TASK OBJECTIVE:
Answer these questions using the Ballyfin Demesne text below:
1. How many acres of walled kitchen gardens supply produce for the menus?
2. Which supplier from Co Wexford is named?
3. Whose private china collection has partly found its way to Ballyfin?

--- SOURCE EXTRACT Enclosed Below ---

The finest of food is of course an important element of this exceptional property and at Ballyfin Demesne excecutive chef Richard Picard-Edwards's menus are informed by produce from the eight acres of walled kitchen gardens, and other trusted suppliers including Mountrath butcher Michael Keegan, Sustainable Seafood Ireland in Dublin and Duncannon Seafood, Co Wexford. He offers highly accomplished cooking that combines finesse with simplicity and perfectly suits the comfortably relaxed atmosphere of this luxurious house, which - perhaps surprisingly - has that down to earth feeling of real Irish hospitality. Although the privacy policy remains in place overall, non-resident diners are also welcome when there is room, so it is always worth making a call when a special outing is on the cards.
Guests with an interest in china will find their visit particularly rewarding incidentally, as this is Kay Krehbiel's passion and some of her private collection has found its way here; drinking tea from Fabergé cups in an original (and meticulously restored) Richard Turner conservatory in rural Co Laois may sound like a dream, but it is one that could come true at Ballyfin.

--- End of Enclosed SOURCE EXTRACT ---
--- STORED DATA Enclosed Below ---

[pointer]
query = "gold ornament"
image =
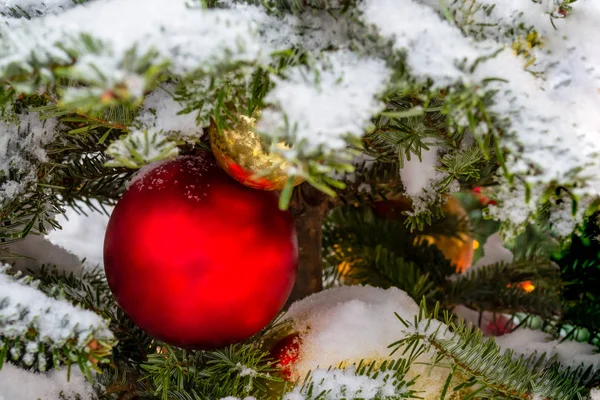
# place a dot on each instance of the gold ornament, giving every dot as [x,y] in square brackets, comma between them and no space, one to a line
[240,153]
[459,250]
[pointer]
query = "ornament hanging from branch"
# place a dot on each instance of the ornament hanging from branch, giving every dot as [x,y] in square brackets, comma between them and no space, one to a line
[196,259]
[242,153]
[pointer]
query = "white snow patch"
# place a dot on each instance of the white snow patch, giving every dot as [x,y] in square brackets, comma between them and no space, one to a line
[184,34]
[569,353]
[321,106]
[81,235]
[19,384]
[55,320]
[344,325]
[22,141]
[160,111]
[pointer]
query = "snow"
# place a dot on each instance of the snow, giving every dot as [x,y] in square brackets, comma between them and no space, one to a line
[37,250]
[56,321]
[569,353]
[140,148]
[493,252]
[550,123]
[19,384]
[236,398]
[82,235]
[434,48]
[34,8]
[416,174]
[320,106]
[160,111]
[342,326]
[345,384]
[21,147]
[185,35]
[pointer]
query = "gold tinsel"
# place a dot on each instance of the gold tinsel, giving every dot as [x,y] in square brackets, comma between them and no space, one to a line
[240,152]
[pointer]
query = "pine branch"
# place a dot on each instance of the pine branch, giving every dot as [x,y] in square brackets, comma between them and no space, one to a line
[375,380]
[351,234]
[32,212]
[36,330]
[90,291]
[490,372]
[497,288]
[239,370]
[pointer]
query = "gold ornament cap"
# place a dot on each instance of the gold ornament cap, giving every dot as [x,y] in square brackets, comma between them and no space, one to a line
[241,154]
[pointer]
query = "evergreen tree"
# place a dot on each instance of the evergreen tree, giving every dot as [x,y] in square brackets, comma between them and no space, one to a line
[439,160]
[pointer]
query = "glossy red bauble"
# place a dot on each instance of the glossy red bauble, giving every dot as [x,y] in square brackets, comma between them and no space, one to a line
[195,258]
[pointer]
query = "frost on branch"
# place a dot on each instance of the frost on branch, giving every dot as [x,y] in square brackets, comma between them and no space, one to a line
[140,148]
[543,104]
[22,141]
[19,384]
[320,108]
[344,326]
[162,112]
[41,323]
[349,383]
[187,38]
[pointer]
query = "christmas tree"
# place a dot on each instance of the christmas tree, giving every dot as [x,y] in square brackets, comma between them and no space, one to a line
[299,200]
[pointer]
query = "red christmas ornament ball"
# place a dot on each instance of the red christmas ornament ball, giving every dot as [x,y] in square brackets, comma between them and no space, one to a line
[287,352]
[196,259]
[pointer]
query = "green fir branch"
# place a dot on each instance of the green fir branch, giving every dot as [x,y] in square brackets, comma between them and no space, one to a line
[496,288]
[239,370]
[491,373]
[26,341]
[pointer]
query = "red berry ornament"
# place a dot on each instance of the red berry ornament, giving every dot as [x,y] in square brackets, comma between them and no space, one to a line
[196,259]
[287,352]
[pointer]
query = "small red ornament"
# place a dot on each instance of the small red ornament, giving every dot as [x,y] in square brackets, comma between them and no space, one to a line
[196,259]
[287,352]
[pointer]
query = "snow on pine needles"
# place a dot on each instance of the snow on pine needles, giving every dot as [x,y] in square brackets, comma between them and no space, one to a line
[56,321]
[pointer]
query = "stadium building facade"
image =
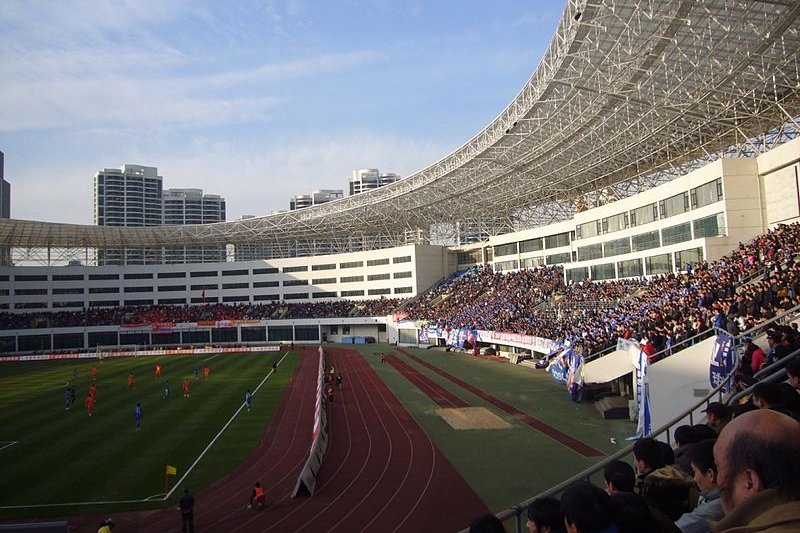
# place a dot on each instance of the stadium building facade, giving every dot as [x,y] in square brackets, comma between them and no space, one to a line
[700,216]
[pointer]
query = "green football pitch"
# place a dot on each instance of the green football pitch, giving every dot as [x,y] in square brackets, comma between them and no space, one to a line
[51,456]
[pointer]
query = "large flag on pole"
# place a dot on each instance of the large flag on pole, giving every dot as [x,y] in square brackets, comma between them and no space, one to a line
[642,397]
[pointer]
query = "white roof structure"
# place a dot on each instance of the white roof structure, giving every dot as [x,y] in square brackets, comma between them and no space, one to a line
[628,93]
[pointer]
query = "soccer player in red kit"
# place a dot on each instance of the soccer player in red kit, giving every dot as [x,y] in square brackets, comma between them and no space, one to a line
[89,404]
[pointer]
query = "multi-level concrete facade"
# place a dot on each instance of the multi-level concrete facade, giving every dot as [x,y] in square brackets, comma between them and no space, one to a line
[366,179]
[318,196]
[5,207]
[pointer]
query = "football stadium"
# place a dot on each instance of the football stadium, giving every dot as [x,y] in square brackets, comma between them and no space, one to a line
[617,352]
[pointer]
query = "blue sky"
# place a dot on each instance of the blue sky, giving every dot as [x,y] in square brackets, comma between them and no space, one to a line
[253,100]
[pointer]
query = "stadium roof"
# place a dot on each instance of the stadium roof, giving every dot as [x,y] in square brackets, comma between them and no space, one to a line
[627,93]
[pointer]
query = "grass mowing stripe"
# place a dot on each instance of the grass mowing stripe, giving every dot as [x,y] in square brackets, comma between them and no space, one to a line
[109,458]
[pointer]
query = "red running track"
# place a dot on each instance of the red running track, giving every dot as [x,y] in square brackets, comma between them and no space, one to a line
[381,472]
[539,425]
[438,394]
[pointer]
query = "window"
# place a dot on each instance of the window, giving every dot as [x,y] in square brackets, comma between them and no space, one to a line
[203,274]
[236,298]
[67,277]
[674,205]
[30,292]
[712,226]
[586,230]
[646,241]
[630,269]
[505,266]
[556,259]
[469,258]
[505,249]
[205,287]
[58,305]
[103,277]
[104,303]
[103,290]
[644,215]
[295,296]
[235,286]
[605,271]
[378,292]
[172,301]
[556,241]
[706,194]
[138,289]
[346,294]
[658,264]
[532,262]
[147,275]
[593,251]
[78,290]
[617,247]
[692,255]
[531,245]
[163,275]
[577,275]
[615,223]
[138,302]
[20,277]
[266,297]
[676,234]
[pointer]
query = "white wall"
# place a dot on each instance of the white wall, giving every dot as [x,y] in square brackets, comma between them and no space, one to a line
[680,381]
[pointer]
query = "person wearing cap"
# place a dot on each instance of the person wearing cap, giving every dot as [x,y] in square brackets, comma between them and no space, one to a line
[717,415]
[793,372]
[753,354]
[758,473]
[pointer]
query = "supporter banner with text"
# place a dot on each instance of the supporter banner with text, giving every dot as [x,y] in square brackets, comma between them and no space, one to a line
[642,397]
[722,362]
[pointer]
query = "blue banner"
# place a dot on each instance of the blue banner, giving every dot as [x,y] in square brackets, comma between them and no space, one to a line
[642,398]
[722,362]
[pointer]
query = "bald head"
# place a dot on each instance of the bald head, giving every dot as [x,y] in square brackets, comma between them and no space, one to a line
[757,451]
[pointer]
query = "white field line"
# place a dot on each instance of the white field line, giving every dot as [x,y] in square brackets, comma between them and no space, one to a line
[219,434]
[156,497]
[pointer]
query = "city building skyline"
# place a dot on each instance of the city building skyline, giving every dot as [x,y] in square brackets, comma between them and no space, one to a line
[134,196]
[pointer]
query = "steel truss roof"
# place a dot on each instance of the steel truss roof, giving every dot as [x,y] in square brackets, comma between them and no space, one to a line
[628,93]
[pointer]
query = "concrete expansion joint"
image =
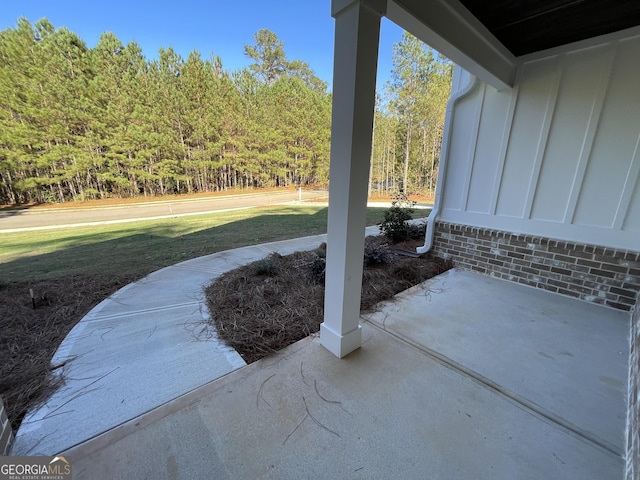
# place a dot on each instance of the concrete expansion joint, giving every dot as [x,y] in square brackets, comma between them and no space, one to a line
[517,400]
[132,313]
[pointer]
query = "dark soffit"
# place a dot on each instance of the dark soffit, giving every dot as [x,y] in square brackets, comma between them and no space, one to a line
[527,26]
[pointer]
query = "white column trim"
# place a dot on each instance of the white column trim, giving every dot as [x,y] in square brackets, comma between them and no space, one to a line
[357,32]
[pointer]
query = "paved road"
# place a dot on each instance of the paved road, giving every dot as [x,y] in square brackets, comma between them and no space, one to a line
[40,219]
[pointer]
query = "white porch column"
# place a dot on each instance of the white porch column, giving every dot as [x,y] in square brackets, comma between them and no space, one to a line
[357,32]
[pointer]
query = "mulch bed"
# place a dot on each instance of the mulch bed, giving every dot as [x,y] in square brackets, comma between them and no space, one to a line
[30,336]
[264,306]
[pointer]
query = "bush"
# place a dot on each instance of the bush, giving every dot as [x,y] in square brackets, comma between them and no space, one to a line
[395,225]
[375,254]
[268,266]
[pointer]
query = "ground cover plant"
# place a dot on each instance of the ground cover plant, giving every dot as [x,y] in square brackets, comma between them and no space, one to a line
[264,306]
[71,271]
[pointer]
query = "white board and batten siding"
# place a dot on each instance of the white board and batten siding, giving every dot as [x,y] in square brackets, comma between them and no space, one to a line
[558,155]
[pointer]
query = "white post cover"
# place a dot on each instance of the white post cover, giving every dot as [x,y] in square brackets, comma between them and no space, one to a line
[357,32]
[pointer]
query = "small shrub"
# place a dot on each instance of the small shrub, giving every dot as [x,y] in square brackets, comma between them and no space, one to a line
[416,230]
[395,225]
[376,254]
[268,266]
[318,268]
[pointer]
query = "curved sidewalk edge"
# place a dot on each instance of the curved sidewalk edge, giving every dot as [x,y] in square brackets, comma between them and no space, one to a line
[142,347]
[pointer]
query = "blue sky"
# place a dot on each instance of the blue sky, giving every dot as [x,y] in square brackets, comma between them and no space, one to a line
[209,26]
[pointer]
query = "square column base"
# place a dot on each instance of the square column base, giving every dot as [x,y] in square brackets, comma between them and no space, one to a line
[340,345]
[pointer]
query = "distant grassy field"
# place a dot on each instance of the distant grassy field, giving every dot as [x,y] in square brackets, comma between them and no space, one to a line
[139,248]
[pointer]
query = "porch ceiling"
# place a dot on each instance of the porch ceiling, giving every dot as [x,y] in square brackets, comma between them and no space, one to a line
[485,37]
[525,26]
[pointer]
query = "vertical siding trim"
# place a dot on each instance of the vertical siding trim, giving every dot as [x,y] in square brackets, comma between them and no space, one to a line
[552,100]
[502,155]
[473,148]
[590,134]
[633,175]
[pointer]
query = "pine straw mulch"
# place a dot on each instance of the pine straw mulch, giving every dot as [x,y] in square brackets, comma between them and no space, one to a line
[30,336]
[262,307]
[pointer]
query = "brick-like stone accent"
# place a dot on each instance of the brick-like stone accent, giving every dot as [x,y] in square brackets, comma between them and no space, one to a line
[633,407]
[605,276]
[6,434]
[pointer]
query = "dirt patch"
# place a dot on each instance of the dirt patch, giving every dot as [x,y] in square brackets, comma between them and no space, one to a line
[31,336]
[264,306]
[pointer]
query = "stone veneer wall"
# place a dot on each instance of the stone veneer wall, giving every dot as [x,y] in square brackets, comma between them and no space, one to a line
[633,411]
[6,434]
[605,276]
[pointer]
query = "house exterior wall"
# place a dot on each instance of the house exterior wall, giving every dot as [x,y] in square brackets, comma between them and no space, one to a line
[633,411]
[542,181]
[558,155]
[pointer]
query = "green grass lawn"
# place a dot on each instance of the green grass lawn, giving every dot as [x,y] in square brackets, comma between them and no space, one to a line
[142,247]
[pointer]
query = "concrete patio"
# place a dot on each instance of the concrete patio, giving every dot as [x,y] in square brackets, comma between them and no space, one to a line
[463,377]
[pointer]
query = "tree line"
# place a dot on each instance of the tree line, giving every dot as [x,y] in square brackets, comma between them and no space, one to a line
[79,123]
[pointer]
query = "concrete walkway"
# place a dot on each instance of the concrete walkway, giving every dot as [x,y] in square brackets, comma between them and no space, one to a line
[140,348]
[514,383]
[462,377]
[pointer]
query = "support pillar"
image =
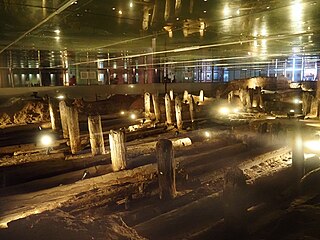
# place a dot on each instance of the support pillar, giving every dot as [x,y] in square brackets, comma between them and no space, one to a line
[166,169]
[64,118]
[117,150]
[74,131]
[235,203]
[96,135]
[171,95]
[192,110]
[156,107]
[201,96]
[178,113]
[53,115]
[147,105]
[168,109]
[185,96]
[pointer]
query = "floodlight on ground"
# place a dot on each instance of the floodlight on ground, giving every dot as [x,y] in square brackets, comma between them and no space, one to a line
[224,110]
[207,134]
[133,116]
[46,140]
[236,110]
[297,101]
[60,97]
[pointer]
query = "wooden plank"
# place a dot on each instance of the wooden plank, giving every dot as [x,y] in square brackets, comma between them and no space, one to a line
[19,206]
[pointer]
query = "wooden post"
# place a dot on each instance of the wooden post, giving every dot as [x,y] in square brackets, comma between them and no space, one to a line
[166,169]
[298,155]
[53,115]
[64,118]
[178,113]
[96,136]
[168,109]
[201,96]
[185,96]
[147,105]
[235,203]
[191,109]
[171,95]
[117,150]
[156,107]
[74,131]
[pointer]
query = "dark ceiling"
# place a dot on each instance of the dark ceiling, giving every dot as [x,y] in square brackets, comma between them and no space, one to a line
[179,31]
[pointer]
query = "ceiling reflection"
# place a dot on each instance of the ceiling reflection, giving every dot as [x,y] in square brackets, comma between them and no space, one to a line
[180,31]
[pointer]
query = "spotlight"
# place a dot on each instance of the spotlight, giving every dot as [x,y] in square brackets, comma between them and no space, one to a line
[313,145]
[46,140]
[236,110]
[297,101]
[224,110]
[207,134]
[60,97]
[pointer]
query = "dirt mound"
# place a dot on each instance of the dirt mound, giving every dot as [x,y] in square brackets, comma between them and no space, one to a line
[32,112]
[59,225]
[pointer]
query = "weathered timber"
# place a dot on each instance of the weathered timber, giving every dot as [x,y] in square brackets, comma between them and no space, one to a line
[64,114]
[147,105]
[61,179]
[185,98]
[166,169]
[74,131]
[201,96]
[171,95]
[168,109]
[177,221]
[96,136]
[53,115]
[49,165]
[192,111]
[178,110]
[156,107]
[298,161]
[44,200]
[117,150]
[235,203]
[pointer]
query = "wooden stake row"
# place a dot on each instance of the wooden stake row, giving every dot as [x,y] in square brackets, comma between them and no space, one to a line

--- End of Enclosed STORED DATA ---

OUTPUT FOR THIS TASK:
1. Eight acres.
2. Duncannon Seafood.
3. Kay Krehbiel's.